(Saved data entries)
══════

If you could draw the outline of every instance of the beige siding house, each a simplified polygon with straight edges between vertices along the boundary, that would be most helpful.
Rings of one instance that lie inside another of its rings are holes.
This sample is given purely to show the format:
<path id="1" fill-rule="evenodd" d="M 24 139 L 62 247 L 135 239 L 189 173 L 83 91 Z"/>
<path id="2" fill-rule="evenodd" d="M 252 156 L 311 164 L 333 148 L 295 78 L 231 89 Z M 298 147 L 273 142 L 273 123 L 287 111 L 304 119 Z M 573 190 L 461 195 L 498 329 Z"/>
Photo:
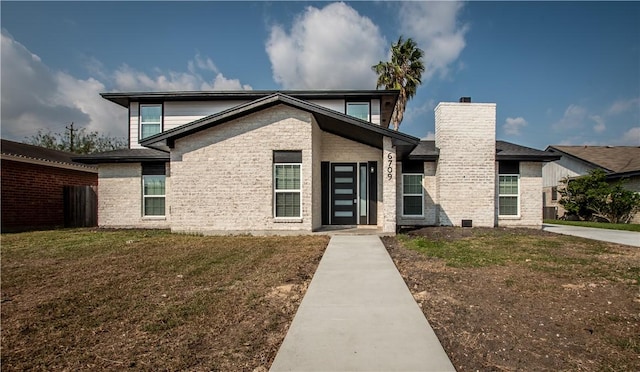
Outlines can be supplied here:
<path id="1" fill-rule="evenodd" d="M 546 152 L 560 157 L 542 168 L 543 203 L 548 217 L 562 217 L 558 186 L 565 178 L 587 175 L 601 169 L 607 180 L 625 180 L 625 188 L 640 193 L 640 146 L 560 146 L 547 147 Z M 640 223 L 636 214 L 633 223 Z"/>
<path id="2" fill-rule="evenodd" d="M 130 147 L 99 169 L 99 225 L 204 234 L 542 224 L 542 164 L 496 105 L 441 103 L 436 139 L 389 129 L 397 91 L 105 93 Z"/>

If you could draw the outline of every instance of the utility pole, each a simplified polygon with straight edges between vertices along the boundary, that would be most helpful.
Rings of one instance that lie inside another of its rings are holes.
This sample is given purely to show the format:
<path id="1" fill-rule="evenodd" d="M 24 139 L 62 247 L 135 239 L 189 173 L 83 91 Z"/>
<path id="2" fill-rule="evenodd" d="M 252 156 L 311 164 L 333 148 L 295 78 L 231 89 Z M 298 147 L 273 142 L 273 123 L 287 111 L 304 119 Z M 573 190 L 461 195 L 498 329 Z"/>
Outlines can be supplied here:
<path id="1" fill-rule="evenodd" d="M 73 131 L 75 130 L 73 128 L 73 122 L 71 122 L 70 126 L 65 128 L 69 130 L 69 152 L 73 152 Z"/>

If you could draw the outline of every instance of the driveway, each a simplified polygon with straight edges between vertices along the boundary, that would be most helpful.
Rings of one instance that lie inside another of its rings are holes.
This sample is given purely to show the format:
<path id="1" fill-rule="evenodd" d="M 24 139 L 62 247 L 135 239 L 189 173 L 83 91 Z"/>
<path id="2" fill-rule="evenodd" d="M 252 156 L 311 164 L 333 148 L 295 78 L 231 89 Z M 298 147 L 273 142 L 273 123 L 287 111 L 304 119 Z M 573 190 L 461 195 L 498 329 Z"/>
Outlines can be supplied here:
<path id="1" fill-rule="evenodd" d="M 550 223 L 543 224 L 542 230 L 556 234 L 573 235 L 603 242 L 640 247 L 640 232 L 635 231 L 597 229 L 594 227 L 555 225 Z"/>

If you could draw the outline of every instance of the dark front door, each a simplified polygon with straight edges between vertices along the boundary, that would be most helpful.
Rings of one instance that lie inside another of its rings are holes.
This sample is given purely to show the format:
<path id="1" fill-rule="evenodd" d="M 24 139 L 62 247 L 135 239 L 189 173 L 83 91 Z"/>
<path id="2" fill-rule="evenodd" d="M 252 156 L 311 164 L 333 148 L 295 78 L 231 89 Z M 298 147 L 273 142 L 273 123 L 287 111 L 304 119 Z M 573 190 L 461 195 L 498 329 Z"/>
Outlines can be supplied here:
<path id="1" fill-rule="evenodd" d="M 356 163 L 331 164 L 331 224 L 355 225 L 357 219 Z"/>

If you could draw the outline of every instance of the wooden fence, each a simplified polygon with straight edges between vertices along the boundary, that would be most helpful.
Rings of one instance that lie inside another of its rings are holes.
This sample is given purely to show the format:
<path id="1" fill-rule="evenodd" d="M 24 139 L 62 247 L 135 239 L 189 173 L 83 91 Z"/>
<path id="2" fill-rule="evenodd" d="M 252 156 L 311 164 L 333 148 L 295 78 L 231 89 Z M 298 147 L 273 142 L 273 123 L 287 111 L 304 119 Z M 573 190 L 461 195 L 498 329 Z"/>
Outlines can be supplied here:
<path id="1" fill-rule="evenodd" d="M 64 186 L 64 227 L 98 226 L 96 186 Z"/>

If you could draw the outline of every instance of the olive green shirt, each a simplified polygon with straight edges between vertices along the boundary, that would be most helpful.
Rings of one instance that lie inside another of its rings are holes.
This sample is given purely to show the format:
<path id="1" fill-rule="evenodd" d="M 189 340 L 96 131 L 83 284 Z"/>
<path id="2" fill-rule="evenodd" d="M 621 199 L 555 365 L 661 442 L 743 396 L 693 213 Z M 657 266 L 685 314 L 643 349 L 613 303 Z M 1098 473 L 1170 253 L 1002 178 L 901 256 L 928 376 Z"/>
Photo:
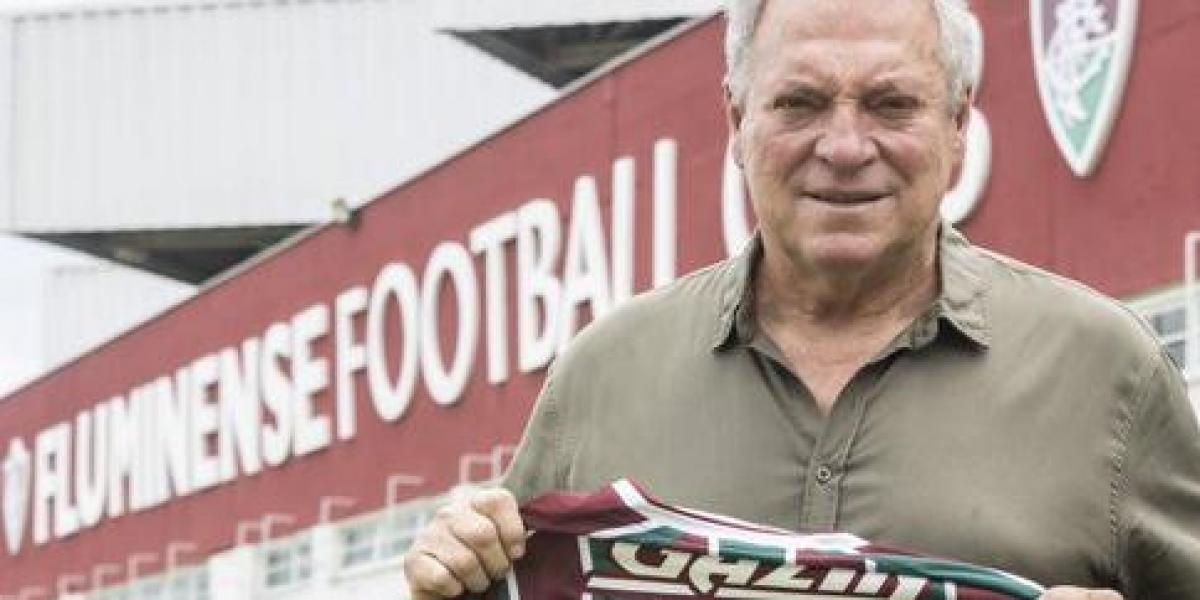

══════

▸ **What you have to do**
Reproduce every line above word for word; no images.

▸ **Reply**
If you could draw the outline of every instance of the beige siding house, each a simplified polygon with straight edges between vertices along the boundary, that would be most helpful.
Rings of one instance that lie inside another of its rings are holes.
This sample is given purely to show the format:
<path id="1" fill-rule="evenodd" d="M 24 139 L 62 247 L 135 239 L 189 173 L 83 91 Z"/>
<path id="2" fill-rule="evenodd" d="M 252 156 L 311 164 L 333 148 L 295 78 L 231 89 Z M 298 147 L 273 142 L 273 123 L 287 111 L 304 119 Z M 573 190 L 461 195 L 498 329 Z"/>
Photo:
Outlines can be supplied here:
<path id="1" fill-rule="evenodd" d="M 546 152 L 560 157 L 542 168 L 543 203 L 548 217 L 562 217 L 558 186 L 565 178 L 587 175 L 601 169 L 607 180 L 625 180 L 625 188 L 640 193 L 640 146 L 560 146 L 547 147 Z M 640 223 L 636 214 L 633 223 Z"/>
<path id="2" fill-rule="evenodd" d="M 130 147 L 99 169 L 99 225 L 204 234 L 542 224 L 542 164 L 496 105 L 441 103 L 436 139 L 389 129 L 397 91 L 105 93 Z"/>

If you could draw the outline of every instance of the utility pole, each a simplified polygon with straight edges between vertices along the boundary, that would be most helpful.
Rings of one instance that lie inside another of its rings are holes.
This sample is given purely to show the format:
<path id="1" fill-rule="evenodd" d="M 24 139 L 62 247 L 135 239 L 189 173 L 83 91 Z"/>
<path id="2" fill-rule="evenodd" d="M 252 156 L 311 164 L 333 148 L 295 78 L 231 89 Z M 298 147 L 273 142 L 273 123 L 287 111 L 304 119 Z M 573 190 L 461 195 L 498 329 Z"/>
Outlines can be supplied here:
<path id="1" fill-rule="evenodd" d="M 73 131 L 75 130 L 73 128 L 73 122 L 71 122 L 70 126 L 65 128 L 69 130 L 69 152 L 73 152 Z"/>

If you could draw the outline of every instance of the driveway, each a simplified polygon with straight edges between vertices along the boundary, that would be most helpful.
Rings of one instance that lie inside another of its rings are holes.
This sample is given purely to show the format:
<path id="1" fill-rule="evenodd" d="M 24 139 L 62 247 L 135 239 L 189 173 L 83 91 Z"/>
<path id="2" fill-rule="evenodd" d="M 252 156 L 311 164 L 333 148 L 295 78 L 231 89 Z M 298 147 L 273 142 L 273 123 L 287 111 L 304 119 Z M 573 190 L 461 195 L 498 329 Z"/>
Outlines can be supplied here:
<path id="1" fill-rule="evenodd" d="M 550 223 L 543 224 L 542 230 L 556 234 L 573 235 L 603 242 L 640 247 L 640 232 L 635 231 L 597 229 L 594 227 L 555 225 Z"/>

If you could draw the outline of every instance of the dark front door, each a simplified polygon with straight edges between vertices along the boundary, that would be most helpful.
Rings of one instance that lie inside another of its rings are holes.
This sample is given purely to show the format:
<path id="1" fill-rule="evenodd" d="M 24 139 L 62 247 L 135 239 L 189 173 L 83 91 Z"/>
<path id="2" fill-rule="evenodd" d="M 252 156 L 311 164 L 333 148 L 295 78 L 231 89 Z M 298 147 L 273 142 L 273 123 L 287 111 L 304 119 Z M 573 190 L 461 195 L 498 329 Z"/>
Outlines can be supplied here:
<path id="1" fill-rule="evenodd" d="M 356 163 L 331 164 L 331 224 L 355 225 L 357 219 Z"/>

If you could draw the outline of every instance of the wooden fence, each a simplified polygon with straight edges between vertices along the boundary, that would be most helpful.
Rings of one instance that lie inside another of its rings are holes.
This sample is given purely to show the format:
<path id="1" fill-rule="evenodd" d="M 24 139 L 62 247 L 135 239 L 189 173 L 83 91 Z"/>
<path id="2" fill-rule="evenodd" d="M 252 156 L 311 164 L 333 148 L 295 78 L 231 89 Z M 298 147 L 273 142 L 273 123 L 287 111 L 304 119 Z M 573 190 L 461 195 L 498 329 Z"/>
Outlines can be supplied here:
<path id="1" fill-rule="evenodd" d="M 64 186 L 64 227 L 98 226 L 96 186 Z"/>

If you could draw the outline of every instance of the olive green shirt, each a simplified polygon with straight edges between vertices along the boundary, that would be most helpful.
Rings of one instance that lie inside another of its rings are holes.
This sample is given purely to show the format:
<path id="1" fill-rule="evenodd" d="M 189 340 L 96 131 L 83 284 Z"/>
<path id="2" fill-rule="evenodd" d="M 621 199 L 555 365 L 661 442 L 743 396 L 693 213 Z M 657 266 L 685 314 L 643 349 L 613 303 Z M 1098 473 L 1170 253 L 1002 178 L 901 256 L 928 376 Z"/>
Photo:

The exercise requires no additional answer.